▶ **Excerpt provided**:
───

A substantial gift from Frank Milligan (BASc 1948) will enable U of T to enrol more graduate students in biomedical engineering, an area of advanced technology that applies engineering principles to the medical field.
Milligan’s donation will fund 20 graduate fellowships in the Department of Mechanical and Industrial Engineering and the Institute of Biomaterials and Biomedical Engineering (IBBME).
The 81-year-old founder and chairman of Thermal & Hydraulic Equipment Limited, a distributor of industrial machinery, graduated from mechanical engineering at a time when students learned about machine design, thermal dynamics, hydraulics, and heating and ventilation systems. Biomedical engineers today use some of the same principles in collaboration with researchers from medicine and dentistry to develop new kinds of prosthetic limbs and artificial organs. Others areas of biomedical engineering include nanotechnology and nerve regeneration. Milligan sees a lot of potential for growth in these fields, and hopes the Barbara and Frank Milligan Graduate Fellowships (worth $6,000 each) will help the departments attract the best students. “When you think of all the medical procedures that are now possible, it’s partly thanks to work by engineers,” he says.

───

▶ **Requirement 1**: According to the passage about Milligan's gift, how much is each Barbara and Frank Milligan Graduate Fellowship worth?
▶ **Requirement 2**: Write out the passage about Milligan's gift, everything from "Milligan’s donation will" down to "Biomedical Engineering (IBBME).".

───

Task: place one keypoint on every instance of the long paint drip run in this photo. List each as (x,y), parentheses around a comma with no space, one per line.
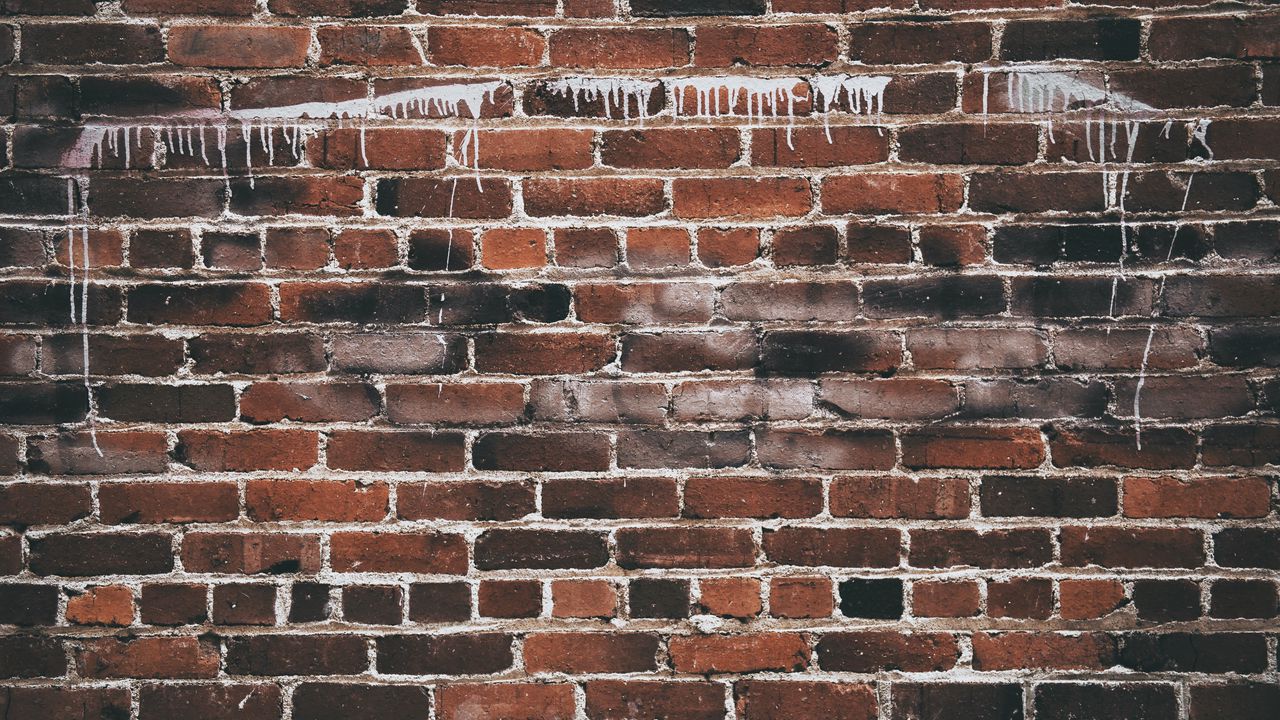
(721,96)
(73,188)
(617,94)
(1151,331)
(1116,188)
(859,92)
(191,135)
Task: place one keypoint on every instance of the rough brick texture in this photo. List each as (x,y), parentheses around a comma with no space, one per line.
(639,359)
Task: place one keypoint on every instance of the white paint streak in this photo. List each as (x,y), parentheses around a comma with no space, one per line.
(720,96)
(617,94)
(860,91)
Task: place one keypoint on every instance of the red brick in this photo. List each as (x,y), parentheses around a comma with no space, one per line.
(946,598)
(753,497)
(247,450)
(517,8)
(485,46)
(512,249)
(466,500)
(1086,600)
(752,45)
(727,247)
(841,547)
(973,447)
(730,597)
(310,402)
(529,150)
(149,657)
(510,598)
(296,249)
(892,194)
(583,598)
(1197,497)
(685,547)
(398,552)
(882,650)
(741,197)
(168,502)
(35,504)
(507,700)
(368,45)
(1057,651)
(238,46)
(891,42)
(1020,597)
(668,147)
(885,497)
(810,147)
(630,197)
(1132,547)
(391,451)
(69,44)
(800,597)
(384,149)
(104,605)
(1019,547)
(620,48)
(312,500)
(590,652)
(250,554)
(775,652)
(618,700)
(776,700)
(543,354)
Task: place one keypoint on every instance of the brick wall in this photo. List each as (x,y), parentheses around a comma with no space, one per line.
(684,359)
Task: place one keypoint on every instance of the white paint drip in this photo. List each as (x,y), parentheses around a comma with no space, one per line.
(720,96)
(617,94)
(1119,190)
(82,186)
(1200,133)
(860,91)
(1151,331)
(187,133)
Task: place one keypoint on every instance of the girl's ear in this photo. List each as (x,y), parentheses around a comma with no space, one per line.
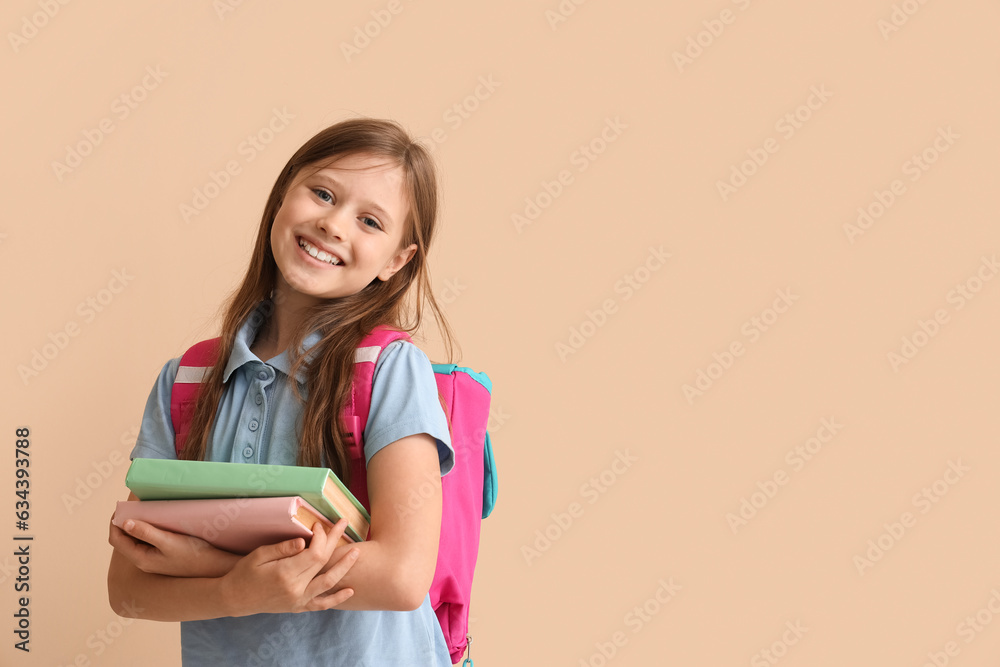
(397,262)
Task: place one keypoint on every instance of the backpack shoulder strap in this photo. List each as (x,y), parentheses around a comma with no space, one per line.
(194,366)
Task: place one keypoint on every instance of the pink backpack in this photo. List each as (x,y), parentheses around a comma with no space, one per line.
(468,491)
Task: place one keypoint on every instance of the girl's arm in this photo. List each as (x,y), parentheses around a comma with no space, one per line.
(276,578)
(396,565)
(162,552)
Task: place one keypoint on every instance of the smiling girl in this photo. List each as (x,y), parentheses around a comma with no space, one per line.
(341,249)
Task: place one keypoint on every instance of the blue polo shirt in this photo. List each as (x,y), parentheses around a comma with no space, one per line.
(256,423)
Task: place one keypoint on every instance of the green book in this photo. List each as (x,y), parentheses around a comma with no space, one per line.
(170,479)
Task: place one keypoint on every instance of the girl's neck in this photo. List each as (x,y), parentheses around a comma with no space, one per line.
(274,335)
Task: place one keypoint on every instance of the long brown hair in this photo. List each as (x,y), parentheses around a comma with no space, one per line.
(342,322)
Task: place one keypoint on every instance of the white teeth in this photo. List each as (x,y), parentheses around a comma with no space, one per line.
(321,255)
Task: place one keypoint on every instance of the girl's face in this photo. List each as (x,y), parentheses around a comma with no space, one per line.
(340,228)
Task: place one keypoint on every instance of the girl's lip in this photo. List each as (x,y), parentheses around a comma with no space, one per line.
(298,239)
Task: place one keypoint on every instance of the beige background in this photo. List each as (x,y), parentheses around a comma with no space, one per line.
(515,294)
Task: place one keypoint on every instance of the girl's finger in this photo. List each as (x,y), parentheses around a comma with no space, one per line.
(329,579)
(330,601)
(146,532)
(277,551)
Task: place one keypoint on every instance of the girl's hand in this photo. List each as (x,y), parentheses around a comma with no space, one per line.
(162,552)
(285,577)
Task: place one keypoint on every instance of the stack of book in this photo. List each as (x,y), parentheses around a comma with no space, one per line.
(238,507)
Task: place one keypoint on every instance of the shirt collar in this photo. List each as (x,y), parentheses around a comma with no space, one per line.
(241,353)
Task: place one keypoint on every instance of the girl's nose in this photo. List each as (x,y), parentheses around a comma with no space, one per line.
(333,224)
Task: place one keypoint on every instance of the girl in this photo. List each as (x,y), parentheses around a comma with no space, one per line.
(344,237)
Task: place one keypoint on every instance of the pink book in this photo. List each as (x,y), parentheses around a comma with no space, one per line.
(239,525)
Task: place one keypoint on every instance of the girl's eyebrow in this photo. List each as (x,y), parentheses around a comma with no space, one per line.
(369,204)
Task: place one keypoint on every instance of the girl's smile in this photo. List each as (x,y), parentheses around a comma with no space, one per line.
(340,228)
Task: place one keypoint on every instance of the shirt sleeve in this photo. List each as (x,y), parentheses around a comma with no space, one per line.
(156,432)
(405,402)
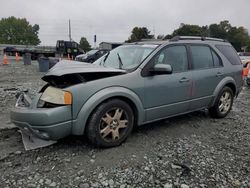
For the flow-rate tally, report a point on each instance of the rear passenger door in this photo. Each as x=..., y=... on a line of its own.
x=168, y=94
x=207, y=69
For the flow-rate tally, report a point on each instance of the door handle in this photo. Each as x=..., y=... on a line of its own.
x=183, y=80
x=219, y=74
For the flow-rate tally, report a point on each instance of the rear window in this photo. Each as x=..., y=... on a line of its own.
x=230, y=53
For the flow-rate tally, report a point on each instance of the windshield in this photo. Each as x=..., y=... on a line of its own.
x=91, y=52
x=126, y=57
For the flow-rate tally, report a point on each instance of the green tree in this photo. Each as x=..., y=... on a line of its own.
x=190, y=30
x=18, y=31
x=84, y=44
x=139, y=33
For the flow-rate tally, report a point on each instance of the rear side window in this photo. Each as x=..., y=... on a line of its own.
x=217, y=60
x=230, y=53
x=202, y=57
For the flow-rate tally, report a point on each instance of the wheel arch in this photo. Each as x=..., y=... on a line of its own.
x=101, y=96
x=227, y=81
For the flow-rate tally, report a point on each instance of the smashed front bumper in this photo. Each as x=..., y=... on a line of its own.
x=44, y=123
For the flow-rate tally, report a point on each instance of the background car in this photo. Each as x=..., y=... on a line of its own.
x=91, y=56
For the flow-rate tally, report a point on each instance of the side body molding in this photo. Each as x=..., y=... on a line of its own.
x=223, y=82
x=80, y=122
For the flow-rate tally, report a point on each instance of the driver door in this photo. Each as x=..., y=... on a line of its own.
x=168, y=94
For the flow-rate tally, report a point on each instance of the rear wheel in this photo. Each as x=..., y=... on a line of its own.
x=223, y=103
x=110, y=124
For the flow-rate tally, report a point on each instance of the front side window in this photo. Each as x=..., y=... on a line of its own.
x=176, y=56
x=202, y=57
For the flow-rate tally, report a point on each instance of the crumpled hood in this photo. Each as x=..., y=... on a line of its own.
x=71, y=70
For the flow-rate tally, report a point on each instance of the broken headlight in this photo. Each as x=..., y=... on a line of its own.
x=55, y=96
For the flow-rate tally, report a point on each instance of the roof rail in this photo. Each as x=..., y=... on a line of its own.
x=177, y=38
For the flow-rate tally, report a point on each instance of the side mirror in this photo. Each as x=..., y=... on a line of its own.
x=161, y=69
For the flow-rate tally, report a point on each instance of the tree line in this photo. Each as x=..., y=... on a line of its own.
x=19, y=31
x=237, y=36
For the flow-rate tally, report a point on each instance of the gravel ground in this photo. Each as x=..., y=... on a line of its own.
x=192, y=150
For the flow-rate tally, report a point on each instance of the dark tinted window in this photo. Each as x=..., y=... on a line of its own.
x=176, y=56
x=217, y=61
x=202, y=57
x=230, y=53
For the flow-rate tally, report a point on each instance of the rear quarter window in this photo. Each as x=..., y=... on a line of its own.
x=230, y=53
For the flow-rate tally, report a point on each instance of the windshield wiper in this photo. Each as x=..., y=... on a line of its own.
x=105, y=58
x=120, y=61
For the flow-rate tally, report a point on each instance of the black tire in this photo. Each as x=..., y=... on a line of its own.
x=223, y=103
x=110, y=124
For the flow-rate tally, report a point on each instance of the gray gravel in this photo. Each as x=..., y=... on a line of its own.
x=188, y=151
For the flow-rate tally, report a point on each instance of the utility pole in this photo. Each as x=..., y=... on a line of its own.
x=70, y=39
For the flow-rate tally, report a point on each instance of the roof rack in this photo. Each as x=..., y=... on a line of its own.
x=177, y=38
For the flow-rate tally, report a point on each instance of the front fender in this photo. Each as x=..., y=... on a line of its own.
x=81, y=120
x=223, y=82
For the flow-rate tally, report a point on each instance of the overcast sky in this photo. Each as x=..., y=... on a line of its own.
x=113, y=20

───

▶ **Solution 1**: $6,000

▶ **Solution 2**:
Milligan’s donation will fund 20 graduate fellowships in the Department of Mechanical and Industrial Engineering and the Institute of Biomaterials and Biomedical Engineering (IBBME).